(Material for the task begins)

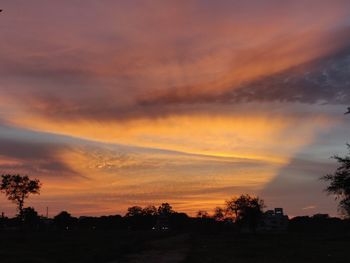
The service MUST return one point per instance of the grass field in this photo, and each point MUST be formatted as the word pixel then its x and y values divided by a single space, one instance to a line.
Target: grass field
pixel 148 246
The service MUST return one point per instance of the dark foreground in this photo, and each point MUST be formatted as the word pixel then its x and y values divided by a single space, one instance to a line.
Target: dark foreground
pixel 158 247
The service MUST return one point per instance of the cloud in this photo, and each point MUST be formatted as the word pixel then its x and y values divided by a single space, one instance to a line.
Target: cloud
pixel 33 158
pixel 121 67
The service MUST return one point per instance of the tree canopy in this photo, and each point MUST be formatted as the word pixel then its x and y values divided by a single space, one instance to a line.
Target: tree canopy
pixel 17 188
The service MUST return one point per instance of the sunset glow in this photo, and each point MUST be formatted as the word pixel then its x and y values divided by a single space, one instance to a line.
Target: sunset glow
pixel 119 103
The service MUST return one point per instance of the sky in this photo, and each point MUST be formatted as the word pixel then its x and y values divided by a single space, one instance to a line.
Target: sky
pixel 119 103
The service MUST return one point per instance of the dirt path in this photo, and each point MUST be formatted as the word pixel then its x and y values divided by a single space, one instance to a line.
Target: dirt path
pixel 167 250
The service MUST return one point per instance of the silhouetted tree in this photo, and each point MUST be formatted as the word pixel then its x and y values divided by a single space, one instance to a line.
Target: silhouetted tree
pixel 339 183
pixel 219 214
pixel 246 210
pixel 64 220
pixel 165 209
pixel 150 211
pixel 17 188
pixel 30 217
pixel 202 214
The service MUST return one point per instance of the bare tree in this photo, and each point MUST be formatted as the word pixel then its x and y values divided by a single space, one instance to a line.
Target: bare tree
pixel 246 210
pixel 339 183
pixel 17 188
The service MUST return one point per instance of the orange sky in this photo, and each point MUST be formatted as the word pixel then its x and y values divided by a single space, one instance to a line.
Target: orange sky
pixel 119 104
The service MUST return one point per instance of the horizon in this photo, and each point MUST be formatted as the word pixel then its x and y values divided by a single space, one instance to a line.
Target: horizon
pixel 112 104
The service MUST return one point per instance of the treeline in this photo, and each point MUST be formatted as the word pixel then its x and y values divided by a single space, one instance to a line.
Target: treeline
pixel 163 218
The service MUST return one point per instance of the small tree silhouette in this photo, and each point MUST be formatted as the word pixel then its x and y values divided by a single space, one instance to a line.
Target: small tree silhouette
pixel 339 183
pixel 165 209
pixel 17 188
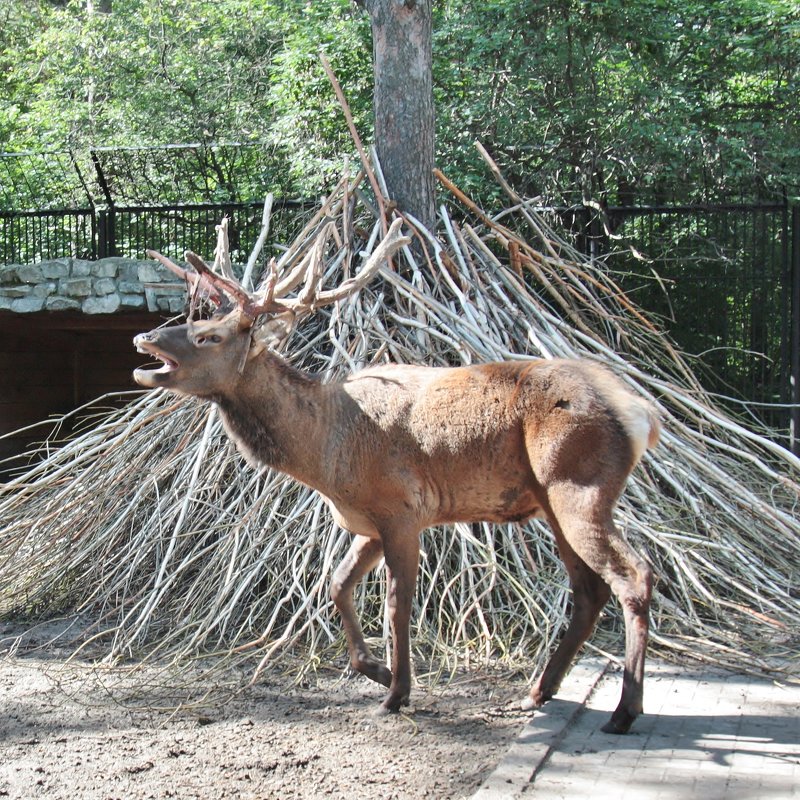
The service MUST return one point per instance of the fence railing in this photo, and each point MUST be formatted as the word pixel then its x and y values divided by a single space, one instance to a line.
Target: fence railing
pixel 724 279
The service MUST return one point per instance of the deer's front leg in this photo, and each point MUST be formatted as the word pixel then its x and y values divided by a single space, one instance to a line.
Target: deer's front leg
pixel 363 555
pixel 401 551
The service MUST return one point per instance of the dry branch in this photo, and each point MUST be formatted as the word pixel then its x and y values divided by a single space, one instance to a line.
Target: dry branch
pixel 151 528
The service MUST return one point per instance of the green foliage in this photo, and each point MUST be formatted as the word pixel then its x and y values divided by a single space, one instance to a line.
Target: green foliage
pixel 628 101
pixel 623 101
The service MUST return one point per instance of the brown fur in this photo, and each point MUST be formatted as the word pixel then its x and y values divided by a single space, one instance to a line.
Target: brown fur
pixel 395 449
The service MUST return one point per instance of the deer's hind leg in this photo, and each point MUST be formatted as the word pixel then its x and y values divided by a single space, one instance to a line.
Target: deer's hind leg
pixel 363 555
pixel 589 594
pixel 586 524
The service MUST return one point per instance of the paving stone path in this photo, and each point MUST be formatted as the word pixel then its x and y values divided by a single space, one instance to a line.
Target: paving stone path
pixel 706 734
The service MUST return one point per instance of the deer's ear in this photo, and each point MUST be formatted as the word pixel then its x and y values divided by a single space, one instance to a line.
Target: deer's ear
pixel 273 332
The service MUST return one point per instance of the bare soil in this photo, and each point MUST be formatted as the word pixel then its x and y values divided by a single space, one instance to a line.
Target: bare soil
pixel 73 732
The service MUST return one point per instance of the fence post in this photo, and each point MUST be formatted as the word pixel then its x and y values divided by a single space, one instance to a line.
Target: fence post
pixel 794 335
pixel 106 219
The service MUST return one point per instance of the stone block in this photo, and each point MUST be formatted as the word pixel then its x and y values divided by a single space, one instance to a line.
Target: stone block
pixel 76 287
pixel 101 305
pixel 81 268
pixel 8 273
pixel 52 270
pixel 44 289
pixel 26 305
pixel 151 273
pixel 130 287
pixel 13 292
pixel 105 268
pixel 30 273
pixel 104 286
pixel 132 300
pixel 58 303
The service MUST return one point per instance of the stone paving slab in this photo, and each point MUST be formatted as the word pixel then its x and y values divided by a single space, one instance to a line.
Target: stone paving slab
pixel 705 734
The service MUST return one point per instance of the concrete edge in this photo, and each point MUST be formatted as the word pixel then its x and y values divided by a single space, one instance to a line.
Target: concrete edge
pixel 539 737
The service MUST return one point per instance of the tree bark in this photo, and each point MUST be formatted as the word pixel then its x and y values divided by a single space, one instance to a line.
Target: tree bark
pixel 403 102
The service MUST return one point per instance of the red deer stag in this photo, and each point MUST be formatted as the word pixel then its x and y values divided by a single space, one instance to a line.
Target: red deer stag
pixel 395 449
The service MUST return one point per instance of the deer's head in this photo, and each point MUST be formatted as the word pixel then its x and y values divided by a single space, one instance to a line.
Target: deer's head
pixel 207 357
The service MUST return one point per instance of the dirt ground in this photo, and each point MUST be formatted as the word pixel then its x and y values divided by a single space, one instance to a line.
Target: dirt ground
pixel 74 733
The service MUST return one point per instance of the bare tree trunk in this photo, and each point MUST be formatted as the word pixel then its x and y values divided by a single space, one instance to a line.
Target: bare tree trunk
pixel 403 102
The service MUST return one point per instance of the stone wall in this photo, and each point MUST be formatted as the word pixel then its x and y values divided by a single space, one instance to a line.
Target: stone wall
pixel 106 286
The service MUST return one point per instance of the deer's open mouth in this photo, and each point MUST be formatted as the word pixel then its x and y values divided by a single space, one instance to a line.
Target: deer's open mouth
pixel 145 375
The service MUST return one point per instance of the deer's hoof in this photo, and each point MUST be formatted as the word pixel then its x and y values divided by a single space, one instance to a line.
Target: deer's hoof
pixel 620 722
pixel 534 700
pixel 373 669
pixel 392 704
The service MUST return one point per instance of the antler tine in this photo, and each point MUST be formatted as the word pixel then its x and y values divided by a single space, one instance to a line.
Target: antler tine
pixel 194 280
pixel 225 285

(Material for the task ends)
(Material for the task begins)

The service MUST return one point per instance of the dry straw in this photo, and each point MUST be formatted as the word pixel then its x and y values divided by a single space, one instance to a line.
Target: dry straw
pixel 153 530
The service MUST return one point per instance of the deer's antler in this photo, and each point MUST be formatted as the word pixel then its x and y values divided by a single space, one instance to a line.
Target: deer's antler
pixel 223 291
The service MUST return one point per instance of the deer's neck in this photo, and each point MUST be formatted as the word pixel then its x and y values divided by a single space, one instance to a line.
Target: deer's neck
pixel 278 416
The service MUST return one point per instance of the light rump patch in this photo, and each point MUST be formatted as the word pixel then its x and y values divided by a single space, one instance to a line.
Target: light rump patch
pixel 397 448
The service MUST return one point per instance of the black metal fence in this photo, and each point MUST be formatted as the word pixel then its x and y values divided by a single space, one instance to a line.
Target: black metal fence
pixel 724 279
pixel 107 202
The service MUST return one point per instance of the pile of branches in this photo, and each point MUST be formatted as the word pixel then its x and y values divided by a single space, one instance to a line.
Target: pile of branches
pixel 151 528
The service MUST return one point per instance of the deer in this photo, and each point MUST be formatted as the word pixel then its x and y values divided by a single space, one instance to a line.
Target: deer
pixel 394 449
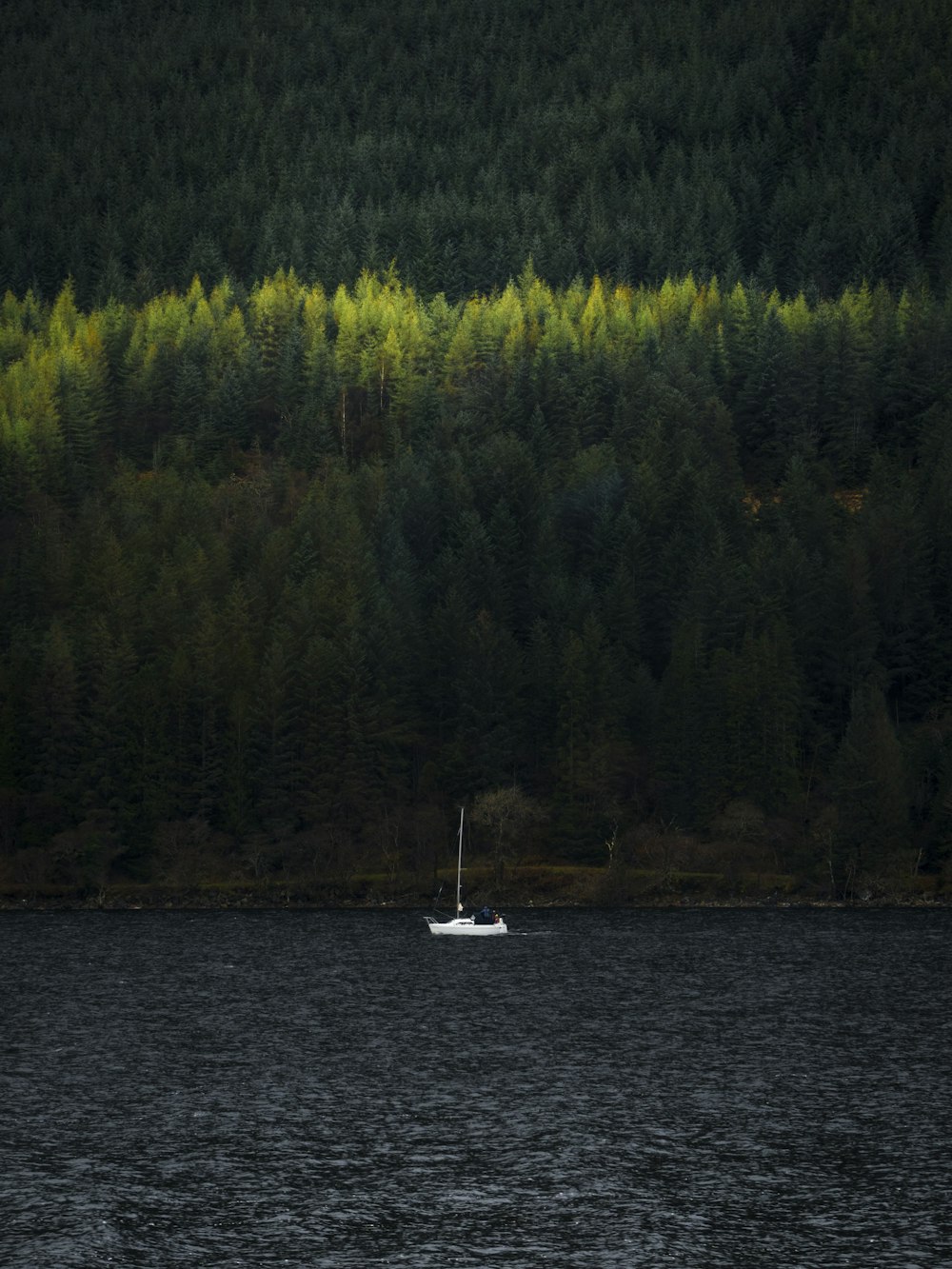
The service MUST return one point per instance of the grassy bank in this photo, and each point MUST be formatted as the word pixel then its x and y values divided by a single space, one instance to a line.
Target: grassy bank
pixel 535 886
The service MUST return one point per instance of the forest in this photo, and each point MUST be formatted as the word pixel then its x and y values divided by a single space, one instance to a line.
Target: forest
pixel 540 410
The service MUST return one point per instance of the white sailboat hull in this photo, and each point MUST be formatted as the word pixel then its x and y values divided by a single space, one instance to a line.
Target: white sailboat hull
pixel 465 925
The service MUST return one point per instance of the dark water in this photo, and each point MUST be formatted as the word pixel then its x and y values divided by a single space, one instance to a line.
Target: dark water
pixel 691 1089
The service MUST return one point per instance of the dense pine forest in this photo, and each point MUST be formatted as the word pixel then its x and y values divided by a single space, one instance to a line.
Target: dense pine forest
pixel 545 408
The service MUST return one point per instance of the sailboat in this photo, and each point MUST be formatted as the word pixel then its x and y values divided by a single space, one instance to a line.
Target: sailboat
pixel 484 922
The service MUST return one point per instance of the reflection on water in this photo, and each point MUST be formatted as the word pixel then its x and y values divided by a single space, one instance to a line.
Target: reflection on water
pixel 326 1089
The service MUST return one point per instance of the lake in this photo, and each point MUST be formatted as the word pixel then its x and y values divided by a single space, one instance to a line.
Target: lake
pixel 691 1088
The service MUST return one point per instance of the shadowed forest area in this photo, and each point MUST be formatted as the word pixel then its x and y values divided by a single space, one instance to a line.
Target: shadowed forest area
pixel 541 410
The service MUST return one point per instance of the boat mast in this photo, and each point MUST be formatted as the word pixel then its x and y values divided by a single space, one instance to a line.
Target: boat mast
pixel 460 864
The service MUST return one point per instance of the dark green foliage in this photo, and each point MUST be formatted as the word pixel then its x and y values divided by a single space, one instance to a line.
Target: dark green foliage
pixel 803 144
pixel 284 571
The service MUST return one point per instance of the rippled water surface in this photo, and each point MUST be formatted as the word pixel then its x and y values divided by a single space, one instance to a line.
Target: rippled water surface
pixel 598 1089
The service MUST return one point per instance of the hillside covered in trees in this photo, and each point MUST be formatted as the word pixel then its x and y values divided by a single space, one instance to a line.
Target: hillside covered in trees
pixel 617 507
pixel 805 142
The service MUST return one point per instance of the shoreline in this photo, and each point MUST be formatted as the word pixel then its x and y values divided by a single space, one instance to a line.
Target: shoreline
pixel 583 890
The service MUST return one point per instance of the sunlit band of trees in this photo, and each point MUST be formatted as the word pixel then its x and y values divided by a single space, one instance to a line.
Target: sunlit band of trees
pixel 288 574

(Material for the task ends)
(Material for the task begins)

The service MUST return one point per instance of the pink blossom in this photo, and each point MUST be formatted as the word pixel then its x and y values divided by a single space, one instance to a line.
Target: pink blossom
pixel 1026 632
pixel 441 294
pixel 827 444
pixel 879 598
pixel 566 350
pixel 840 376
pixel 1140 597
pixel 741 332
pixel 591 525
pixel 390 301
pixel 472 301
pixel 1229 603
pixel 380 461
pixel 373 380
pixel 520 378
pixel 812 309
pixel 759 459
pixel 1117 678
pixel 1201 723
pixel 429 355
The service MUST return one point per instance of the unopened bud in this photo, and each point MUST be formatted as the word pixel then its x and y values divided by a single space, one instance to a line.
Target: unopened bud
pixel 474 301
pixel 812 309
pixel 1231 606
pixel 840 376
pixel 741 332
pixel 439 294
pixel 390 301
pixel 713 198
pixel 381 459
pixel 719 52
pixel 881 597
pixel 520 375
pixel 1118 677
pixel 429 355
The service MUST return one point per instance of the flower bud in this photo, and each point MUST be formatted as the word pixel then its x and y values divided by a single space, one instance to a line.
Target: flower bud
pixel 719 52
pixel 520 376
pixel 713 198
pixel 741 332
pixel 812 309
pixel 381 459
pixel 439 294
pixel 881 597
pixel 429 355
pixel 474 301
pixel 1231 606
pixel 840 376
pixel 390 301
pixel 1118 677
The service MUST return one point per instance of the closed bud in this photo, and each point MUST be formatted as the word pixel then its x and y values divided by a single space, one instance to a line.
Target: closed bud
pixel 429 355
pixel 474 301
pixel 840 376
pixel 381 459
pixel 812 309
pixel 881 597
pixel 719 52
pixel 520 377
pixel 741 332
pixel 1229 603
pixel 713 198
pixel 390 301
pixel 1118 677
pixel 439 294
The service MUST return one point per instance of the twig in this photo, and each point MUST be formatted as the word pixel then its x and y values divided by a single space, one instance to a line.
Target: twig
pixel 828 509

(Material for the task ends)

Please transcribe exactly the lines above from the line that has "the deer's open" up to and including the line that has "the deer's hoof"; no other line belongs in the answer.

Written reply:
The service MUST return one point per instance of the deer's open mouth in this photo, and each point MUST be formatted as the word pixel then its x and y values divided by a single space, one instance to a line.
Target: deer's open mouth
pixel 145 375
The service MUST return one point per instance of the deer's hoof in this photo, and each point MUST be formatted as the word pixel then its x and y values divided by a single space, one instance to a line.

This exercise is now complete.